BRIEF: Return each line of the material below that contains the string "porch". Case counts.

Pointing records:

>>>>>

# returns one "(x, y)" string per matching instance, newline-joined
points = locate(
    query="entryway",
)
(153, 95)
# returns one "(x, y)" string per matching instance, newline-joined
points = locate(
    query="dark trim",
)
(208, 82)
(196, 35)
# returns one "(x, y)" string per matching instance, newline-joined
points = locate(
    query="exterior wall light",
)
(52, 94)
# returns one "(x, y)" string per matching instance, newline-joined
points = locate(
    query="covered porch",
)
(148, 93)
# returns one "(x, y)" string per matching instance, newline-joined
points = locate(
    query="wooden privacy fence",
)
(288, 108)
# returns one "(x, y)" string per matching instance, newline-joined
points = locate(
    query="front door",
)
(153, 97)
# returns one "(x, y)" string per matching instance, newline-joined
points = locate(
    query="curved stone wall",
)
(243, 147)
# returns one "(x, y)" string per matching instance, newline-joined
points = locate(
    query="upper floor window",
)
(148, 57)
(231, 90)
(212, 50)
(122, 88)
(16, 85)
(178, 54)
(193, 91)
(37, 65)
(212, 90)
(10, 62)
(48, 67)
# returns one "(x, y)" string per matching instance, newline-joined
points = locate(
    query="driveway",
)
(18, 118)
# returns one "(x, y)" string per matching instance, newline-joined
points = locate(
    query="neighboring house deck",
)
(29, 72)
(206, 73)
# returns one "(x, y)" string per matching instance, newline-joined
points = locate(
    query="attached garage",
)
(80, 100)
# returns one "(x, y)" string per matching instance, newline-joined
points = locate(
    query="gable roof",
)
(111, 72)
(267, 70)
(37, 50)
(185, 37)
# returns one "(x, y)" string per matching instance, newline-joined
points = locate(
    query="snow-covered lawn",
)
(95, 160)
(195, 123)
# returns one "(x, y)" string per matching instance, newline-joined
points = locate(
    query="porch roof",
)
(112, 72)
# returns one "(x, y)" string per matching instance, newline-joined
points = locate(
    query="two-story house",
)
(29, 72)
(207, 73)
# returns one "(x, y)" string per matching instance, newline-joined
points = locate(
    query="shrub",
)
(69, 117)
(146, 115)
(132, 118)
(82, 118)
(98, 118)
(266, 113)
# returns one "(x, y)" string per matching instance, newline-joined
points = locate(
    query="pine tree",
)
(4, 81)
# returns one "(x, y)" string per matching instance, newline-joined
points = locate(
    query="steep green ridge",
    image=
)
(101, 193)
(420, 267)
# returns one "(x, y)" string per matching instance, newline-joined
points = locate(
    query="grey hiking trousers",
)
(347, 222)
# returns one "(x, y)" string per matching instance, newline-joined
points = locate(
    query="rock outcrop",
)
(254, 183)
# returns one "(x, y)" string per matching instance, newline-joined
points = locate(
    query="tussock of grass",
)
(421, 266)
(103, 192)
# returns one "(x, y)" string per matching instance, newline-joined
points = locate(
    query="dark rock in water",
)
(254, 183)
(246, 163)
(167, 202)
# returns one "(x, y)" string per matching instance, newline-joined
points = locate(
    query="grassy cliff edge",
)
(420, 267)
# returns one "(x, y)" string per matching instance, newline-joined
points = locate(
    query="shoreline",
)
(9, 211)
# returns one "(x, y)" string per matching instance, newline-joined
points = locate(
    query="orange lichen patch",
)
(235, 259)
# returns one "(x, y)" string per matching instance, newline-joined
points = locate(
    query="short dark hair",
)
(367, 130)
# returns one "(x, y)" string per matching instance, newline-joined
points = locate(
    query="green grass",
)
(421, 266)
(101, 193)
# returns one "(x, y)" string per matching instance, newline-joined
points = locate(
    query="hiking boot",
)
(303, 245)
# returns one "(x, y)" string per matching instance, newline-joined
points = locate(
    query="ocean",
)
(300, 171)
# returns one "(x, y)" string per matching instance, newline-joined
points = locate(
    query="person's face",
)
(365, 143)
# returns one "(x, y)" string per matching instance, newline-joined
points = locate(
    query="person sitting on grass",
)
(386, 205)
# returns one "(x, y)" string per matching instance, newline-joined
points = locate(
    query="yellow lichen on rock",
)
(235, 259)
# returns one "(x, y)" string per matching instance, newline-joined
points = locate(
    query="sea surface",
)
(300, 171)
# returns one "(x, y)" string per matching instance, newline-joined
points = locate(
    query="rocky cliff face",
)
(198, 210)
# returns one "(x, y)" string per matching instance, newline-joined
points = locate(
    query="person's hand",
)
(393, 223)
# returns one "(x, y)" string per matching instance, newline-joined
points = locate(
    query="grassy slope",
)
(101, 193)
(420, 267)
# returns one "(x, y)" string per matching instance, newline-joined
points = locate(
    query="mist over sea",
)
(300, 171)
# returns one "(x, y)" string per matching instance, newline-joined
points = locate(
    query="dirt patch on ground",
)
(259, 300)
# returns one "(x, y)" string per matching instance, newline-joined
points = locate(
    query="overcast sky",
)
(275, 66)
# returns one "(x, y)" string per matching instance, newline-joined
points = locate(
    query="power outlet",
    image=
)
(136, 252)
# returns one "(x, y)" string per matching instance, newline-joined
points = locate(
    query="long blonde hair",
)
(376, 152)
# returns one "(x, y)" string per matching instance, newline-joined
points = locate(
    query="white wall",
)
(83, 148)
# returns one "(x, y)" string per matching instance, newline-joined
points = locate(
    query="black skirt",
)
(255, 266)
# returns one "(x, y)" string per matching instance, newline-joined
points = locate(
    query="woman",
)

<<<<<

EXERCISE ANSWER:
    query="covered porch",
    query="porch roof",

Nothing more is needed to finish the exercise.